Source text =
>>>
Those of us who are able to detach ourselves from the experiment gain the benefit of learning from it. For we realize that life itself is a grand experiment and we are the experimenters. We are the mad scientist, and our life is our crazy invention. Our curiosity is our sword of truth cutting through all so called “truth.” So forget certainty, forget being serious, be curious.
Begin by reading philosophy. Read about stoicism, absurdism, and existentialism. Read Plato, Socrates, and Epicurus; then move onto Kant, Hume, and Nietzsche. Let Albert Camus drag you kicking and screaming through absurdity. Let Ernest Becker break down the human condition in terrifying detail. Let James P. Carse tear your perception of reality apart with his Infinite Game.
The truth will always be elusive. So be it. It keeps life interesting. It keeps us on the edge of our seat. It keeps our Beginner’s Mind ahead of our Master’s Complex. It keeps curiosity ahead of certainty. Stick to the path. Destination Truth will never be attained. And that’s okay. Because when you’re on a Truth Quest the Quest is the thing not the Truth.
<<<
Challenges =
a. In the passage on curiosity and truth, whose work is named as the Infinite Game?
b. According to the passage on curiosity and truth, why is it acceptable that truth will always be elusive?
c. Resume the passage on curiosity and truth, writing onward from its final sentence.

Supplied entries =
>>>
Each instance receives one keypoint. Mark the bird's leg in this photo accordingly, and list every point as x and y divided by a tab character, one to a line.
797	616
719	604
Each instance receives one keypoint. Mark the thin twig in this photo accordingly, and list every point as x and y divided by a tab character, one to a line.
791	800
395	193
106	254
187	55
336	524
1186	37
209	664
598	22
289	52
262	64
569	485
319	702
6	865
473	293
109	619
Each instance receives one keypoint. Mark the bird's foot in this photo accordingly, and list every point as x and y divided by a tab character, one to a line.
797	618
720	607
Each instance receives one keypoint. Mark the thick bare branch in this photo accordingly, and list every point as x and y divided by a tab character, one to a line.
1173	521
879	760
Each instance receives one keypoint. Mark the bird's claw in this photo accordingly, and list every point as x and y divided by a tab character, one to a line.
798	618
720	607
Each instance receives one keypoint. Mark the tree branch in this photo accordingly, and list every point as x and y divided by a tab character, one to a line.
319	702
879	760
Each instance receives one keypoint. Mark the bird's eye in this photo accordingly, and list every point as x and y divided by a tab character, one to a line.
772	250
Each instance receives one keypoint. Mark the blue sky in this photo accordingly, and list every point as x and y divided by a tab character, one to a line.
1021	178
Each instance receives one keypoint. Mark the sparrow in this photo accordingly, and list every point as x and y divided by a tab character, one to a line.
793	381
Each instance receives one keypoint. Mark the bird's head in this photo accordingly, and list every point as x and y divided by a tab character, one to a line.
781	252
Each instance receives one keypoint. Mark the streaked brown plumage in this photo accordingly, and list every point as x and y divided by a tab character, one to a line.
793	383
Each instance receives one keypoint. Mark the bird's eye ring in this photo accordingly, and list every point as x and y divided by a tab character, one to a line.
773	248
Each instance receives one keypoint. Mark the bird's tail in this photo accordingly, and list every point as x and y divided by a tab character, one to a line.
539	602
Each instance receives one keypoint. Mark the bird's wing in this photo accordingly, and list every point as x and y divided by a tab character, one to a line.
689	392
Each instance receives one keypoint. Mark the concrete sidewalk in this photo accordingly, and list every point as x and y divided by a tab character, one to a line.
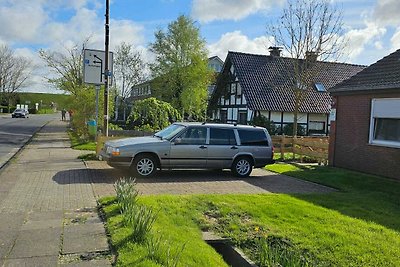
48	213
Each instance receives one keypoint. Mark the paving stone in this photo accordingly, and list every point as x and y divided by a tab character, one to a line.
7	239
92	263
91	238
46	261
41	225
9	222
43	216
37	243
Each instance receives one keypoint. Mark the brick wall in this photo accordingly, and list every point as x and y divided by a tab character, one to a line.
<<<
Answers to each task =
a. James P. Carse.

b. The elusiveness of truth keeps life interesting and keeps us on the edge of our seat. It keeps the Beginner's Mind ahead of the Master's Complex and curiosity ahead of certainty. On a Truth Quest, the Quest itself is what matters, not the Truth.

c.
The quest for beauty (appreciating and creating beauty):
“Beauty matters. It is not just a subjective thing but a universal need of human beings. If we ignore this need, we find ourselves in a spiritual desert.” ~Roger Scruton
Learn to appreciate beauty. Natural beauty, manmade beauty, cosmic beauty. All beauty. Train your eyes to fall in love again and again. Sometimes the only way to experience the beauty of things is to think about things in a beautiful way.
There’s beauty in a grain of sand if you have the mind to see it. There’s beauty in a blooming flower as there’s beauty in a dying flower. There’s beauty in the light as well as the dark. There’s beauty in imperfection. There’s beauty in madness. There’s even beauty in hypocrisy. Your scope for beauty is broader than you might imagine. A quest for beauty will help you reimagine Beauty itself.
Begin with the profound beauty of solitude and meditation in nature. Lose yourself on a mountain, a beach, an ocean, a canyon, or even a desert. Rediscover the sacred balance between Nature and the human soul. Listen to her speak a language older than words. Distinguish healthy from unhealthy. Soak it in like a primal sponge, risking sanity for divine connection. Decipher the inexplicable into something explicable. Then bring it back to the “tribe” as magic elixir.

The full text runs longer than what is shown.